* [Input for this task]:
-------------------------

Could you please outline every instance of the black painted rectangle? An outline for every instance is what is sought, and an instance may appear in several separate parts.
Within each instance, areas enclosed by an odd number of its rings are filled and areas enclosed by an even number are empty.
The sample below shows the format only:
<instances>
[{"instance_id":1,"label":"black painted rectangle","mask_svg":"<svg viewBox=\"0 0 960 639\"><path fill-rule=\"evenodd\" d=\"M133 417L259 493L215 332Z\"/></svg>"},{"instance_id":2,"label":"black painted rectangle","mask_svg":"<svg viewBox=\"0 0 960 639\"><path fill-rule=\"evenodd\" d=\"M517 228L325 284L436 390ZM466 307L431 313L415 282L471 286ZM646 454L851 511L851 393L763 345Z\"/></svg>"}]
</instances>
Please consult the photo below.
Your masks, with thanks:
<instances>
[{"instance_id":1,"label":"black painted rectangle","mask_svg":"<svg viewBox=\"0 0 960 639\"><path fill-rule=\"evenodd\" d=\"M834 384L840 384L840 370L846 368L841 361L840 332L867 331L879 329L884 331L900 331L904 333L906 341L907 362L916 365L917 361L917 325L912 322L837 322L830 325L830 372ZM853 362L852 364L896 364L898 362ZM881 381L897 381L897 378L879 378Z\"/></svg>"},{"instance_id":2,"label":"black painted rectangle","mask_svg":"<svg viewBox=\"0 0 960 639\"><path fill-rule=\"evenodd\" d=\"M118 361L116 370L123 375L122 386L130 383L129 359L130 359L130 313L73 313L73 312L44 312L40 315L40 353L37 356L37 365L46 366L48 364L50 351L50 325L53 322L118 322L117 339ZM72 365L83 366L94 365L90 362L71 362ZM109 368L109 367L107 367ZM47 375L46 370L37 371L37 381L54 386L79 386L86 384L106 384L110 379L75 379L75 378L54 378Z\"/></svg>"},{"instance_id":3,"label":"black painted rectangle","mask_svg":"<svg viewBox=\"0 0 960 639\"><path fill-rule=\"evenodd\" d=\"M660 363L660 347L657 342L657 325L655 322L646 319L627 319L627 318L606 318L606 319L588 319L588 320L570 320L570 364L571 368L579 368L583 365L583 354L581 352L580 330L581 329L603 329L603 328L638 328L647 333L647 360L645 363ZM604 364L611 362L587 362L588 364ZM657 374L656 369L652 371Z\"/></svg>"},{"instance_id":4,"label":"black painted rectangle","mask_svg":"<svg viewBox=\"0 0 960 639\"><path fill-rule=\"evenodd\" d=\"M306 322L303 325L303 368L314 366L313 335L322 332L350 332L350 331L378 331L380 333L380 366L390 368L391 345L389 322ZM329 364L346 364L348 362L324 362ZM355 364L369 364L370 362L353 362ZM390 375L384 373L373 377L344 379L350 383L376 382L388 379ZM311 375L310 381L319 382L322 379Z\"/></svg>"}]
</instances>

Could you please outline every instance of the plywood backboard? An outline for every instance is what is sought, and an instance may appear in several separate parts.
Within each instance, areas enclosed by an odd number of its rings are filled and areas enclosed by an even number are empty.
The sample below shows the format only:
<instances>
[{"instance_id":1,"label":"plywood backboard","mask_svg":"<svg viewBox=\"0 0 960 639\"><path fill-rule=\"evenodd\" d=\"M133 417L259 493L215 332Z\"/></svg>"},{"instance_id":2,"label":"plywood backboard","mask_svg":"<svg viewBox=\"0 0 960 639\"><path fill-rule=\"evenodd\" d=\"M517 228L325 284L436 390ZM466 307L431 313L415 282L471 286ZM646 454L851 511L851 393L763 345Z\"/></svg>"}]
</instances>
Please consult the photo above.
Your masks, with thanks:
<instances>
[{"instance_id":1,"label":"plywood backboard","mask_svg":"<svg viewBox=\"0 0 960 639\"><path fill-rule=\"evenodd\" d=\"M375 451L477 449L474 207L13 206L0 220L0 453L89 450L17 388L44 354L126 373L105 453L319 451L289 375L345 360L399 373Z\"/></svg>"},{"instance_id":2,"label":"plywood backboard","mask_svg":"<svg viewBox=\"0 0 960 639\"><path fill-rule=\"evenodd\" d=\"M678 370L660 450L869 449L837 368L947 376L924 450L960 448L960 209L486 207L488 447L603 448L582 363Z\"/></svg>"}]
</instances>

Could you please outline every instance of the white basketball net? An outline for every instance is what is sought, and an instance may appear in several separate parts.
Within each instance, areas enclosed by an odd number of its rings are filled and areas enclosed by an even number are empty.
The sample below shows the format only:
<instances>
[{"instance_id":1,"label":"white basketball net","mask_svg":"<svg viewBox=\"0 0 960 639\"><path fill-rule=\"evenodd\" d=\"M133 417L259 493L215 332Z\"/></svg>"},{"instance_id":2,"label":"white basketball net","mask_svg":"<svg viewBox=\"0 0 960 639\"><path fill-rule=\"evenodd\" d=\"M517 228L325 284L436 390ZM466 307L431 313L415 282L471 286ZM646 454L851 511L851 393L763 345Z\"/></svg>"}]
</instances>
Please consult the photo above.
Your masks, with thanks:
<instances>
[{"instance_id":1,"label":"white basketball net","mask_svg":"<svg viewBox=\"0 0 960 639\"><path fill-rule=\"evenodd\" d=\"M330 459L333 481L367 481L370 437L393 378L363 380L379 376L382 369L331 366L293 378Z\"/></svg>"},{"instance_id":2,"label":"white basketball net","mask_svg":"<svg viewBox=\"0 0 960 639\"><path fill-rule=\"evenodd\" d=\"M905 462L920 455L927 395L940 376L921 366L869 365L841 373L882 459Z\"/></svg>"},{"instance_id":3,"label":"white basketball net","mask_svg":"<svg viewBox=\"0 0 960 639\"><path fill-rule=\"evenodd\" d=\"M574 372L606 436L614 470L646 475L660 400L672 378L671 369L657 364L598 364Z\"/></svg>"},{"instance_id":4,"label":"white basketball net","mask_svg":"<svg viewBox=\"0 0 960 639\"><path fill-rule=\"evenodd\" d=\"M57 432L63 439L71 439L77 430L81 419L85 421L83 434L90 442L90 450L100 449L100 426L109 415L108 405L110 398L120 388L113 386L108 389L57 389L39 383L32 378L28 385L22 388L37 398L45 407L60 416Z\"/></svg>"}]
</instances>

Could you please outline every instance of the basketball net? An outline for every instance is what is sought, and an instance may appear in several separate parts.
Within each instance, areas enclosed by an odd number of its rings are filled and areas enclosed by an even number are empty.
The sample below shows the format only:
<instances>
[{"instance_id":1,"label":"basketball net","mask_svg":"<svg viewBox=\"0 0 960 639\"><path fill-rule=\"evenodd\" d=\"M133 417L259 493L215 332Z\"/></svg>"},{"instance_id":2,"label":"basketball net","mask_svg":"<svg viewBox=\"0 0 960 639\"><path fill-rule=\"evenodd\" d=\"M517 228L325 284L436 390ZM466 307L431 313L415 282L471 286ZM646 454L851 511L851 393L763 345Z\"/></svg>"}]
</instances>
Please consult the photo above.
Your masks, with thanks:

-------------------------

* [Exercise details]:
All entries should be given again precisely as they appear above.

* [Exercise solution]:
Could you please outline every instance of the black painted rectangle? An outline for every instance is what is sought, and an instance may appear in several separate parts.
Within each instance, areas enclosed by an odd number of its rings are filled and areas enclosed by an even number are empty.
The sample below shows the format only:
<instances>
[{"instance_id":1,"label":"black painted rectangle","mask_svg":"<svg viewBox=\"0 0 960 639\"><path fill-rule=\"evenodd\" d=\"M133 417L259 493L215 332Z\"/></svg>"},{"instance_id":2,"label":"black painted rectangle","mask_svg":"<svg viewBox=\"0 0 960 639\"><path fill-rule=\"evenodd\" d=\"M517 228L325 284L436 390ZM466 307L431 313L415 282L471 286ZM646 454L851 511L851 393L763 345Z\"/></svg>"}]
</instances>
Please consult the photo below.
Your masks, with thanks:
<instances>
[{"instance_id":1,"label":"black painted rectangle","mask_svg":"<svg viewBox=\"0 0 960 639\"><path fill-rule=\"evenodd\" d=\"M834 384L840 384L840 370L846 368L841 361L840 332L867 331L879 329L884 331L900 331L904 333L906 341L907 362L916 365L917 361L917 325L912 322L837 322L830 325L830 372ZM853 362L852 364L896 364L898 362ZM881 381L897 381L897 378L879 378Z\"/></svg>"},{"instance_id":2,"label":"black painted rectangle","mask_svg":"<svg viewBox=\"0 0 960 639\"><path fill-rule=\"evenodd\" d=\"M118 361L116 370L123 375L122 386L130 383L129 359L130 359L130 313L73 313L73 312L44 312L40 315L40 353L37 356L37 365L46 366L48 364L50 351L50 325L53 322L118 322L117 339ZM72 365L83 366L94 365L90 362L71 362ZM109 368L109 367L107 367ZM47 375L46 370L37 371L37 381L54 386L79 386L86 384L106 384L110 379L75 379L75 378L54 378Z\"/></svg>"},{"instance_id":3,"label":"black painted rectangle","mask_svg":"<svg viewBox=\"0 0 960 639\"><path fill-rule=\"evenodd\" d=\"M660 363L660 347L657 342L657 325L655 322L646 319L627 319L627 318L606 318L606 319L588 319L588 320L570 320L570 364L571 368L579 368L583 365L583 354L581 352L580 330L581 329L603 329L603 328L638 328L647 333L647 360L645 363ZM604 364L611 362L587 362L588 364ZM657 374L656 369L652 371Z\"/></svg>"},{"instance_id":4,"label":"black painted rectangle","mask_svg":"<svg viewBox=\"0 0 960 639\"><path fill-rule=\"evenodd\" d=\"M306 322L303 325L303 368L314 366L313 335L322 332L350 332L350 331L378 331L380 333L380 366L390 368L391 345L389 322ZM329 364L346 364L348 362L324 362ZM355 364L369 364L370 362L353 362ZM390 375L384 373L373 377L344 379L350 383L376 382L388 379ZM311 375L310 381L319 382L322 379Z\"/></svg>"}]
</instances>

Could you please outline every instance of the plywood backboard? An outline for every instance is what is sought, and an instance may appear in several separate parts.
Within each instance, areas enclosed by an odd number of its rings are filled and areas enclosed by an even number are empty.
The sample below shows the format only:
<instances>
[{"instance_id":1,"label":"plywood backboard","mask_svg":"<svg viewBox=\"0 0 960 639\"><path fill-rule=\"evenodd\" d=\"M133 417L259 493L215 332Z\"/></svg>"},{"instance_id":2,"label":"plywood backboard","mask_svg":"<svg viewBox=\"0 0 960 639\"><path fill-rule=\"evenodd\" d=\"M517 228L325 284L436 390ZM466 307L431 313L415 282L471 286ZM646 454L851 511L851 393L763 345Z\"/></svg>"}]
</instances>
Please consult the photo above.
Your masks, with thanks:
<instances>
[{"instance_id":1,"label":"plywood backboard","mask_svg":"<svg viewBox=\"0 0 960 639\"><path fill-rule=\"evenodd\" d=\"M375 451L477 449L474 207L13 206L0 220L0 453L89 450L17 388L44 354L126 373L105 453L319 451L289 375L345 360L399 373Z\"/></svg>"},{"instance_id":2,"label":"plywood backboard","mask_svg":"<svg viewBox=\"0 0 960 639\"><path fill-rule=\"evenodd\" d=\"M678 370L660 450L869 449L837 368L947 376L924 450L960 448L960 209L486 207L488 447L603 448L582 363Z\"/></svg>"}]
</instances>

Could you please outline every instance of the white basketball net? An outline for every instance is what is sought, and an instance may appear in several separate parts.
Within each instance, areas enclosed by an odd number of its rings are filled and areas enclosed by an even number are empty.
The sample below shows the format only:
<instances>
[{"instance_id":1,"label":"white basketball net","mask_svg":"<svg viewBox=\"0 0 960 639\"><path fill-rule=\"evenodd\" d=\"M133 417L259 493L215 332Z\"/></svg>"},{"instance_id":2,"label":"white basketball net","mask_svg":"<svg viewBox=\"0 0 960 639\"><path fill-rule=\"evenodd\" d=\"M517 228L325 284L436 390ZM466 307L431 313L415 282L471 286ZM646 454L851 511L851 393L763 345Z\"/></svg>"}]
</instances>
Please consult the photo above.
Your masks, with thanks:
<instances>
[{"instance_id":1,"label":"white basketball net","mask_svg":"<svg viewBox=\"0 0 960 639\"><path fill-rule=\"evenodd\" d=\"M330 459L333 481L367 481L370 437L393 378L363 380L379 376L382 369L331 366L293 378Z\"/></svg>"},{"instance_id":2,"label":"white basketball net","mask_svg":"<svg viewBox=\"0 0 960 639\"><path fill-rule=\"evenodd\" d=\"M905 462L920 455L927 395L940 376L921 366L869 365L841 373L882 459Z\"/></svg>"},{"instance_id":3,"label":"white basketball net","mask_svg":"<svg viewBox=\"0 0 960 639\"><path fill-rule=\"evenodd\" d=\"M574 372L606 436L614 470L646 475L660 400L672 378L671 369L657 364L598 364Z\"/></svg>"},{"instance_id":4,"label":"white basketball net","mask_svg":"<svg viewBox=\"0 0 960 639\"><path fill-rule=\"evenodd\" d=\"M57 432L63 439L71 439L77 430L81 419L85 421L83 434L90 442L90 450L100 449L100 426L109 415L108 405L110 398L120 388L113 386L108 389L57 389L39 383L32 378L28 385L22 388L37 398L45 407L60 416Z\"/></svg>"}]
</instances>

Could you please outline every instance of the basketball net? An outline for every instance is what is sought, and an instance may appear in several separate parts.
Within each instance, areas enclosed by an odd number of its rings are filled and areas enclosed by an even number are empty.
The sample below shows the format only:
<instances>
[{"instance_id":1,"label":"basketball net","mask_svg":"<svg viewBox=\"0 0 960 639\"><path fill-rule=\"evenodd\" d=\"M133 417L259 493L215 332Z\"/></svg>"},{"instance_id":2,"label":"basketball net","mask_svg":"<svg viewBox=\"0 0 960 639\"><path fill-rule=\"evenodd\" d=\"M517 228L325 284L436 390ZM466 307L431 313L415 282L471 286ZM646 454L851 511L851 393L763 345Z\"/></svg>"}]
</instances>
Please consult the photo above.
Your masks, with thanks:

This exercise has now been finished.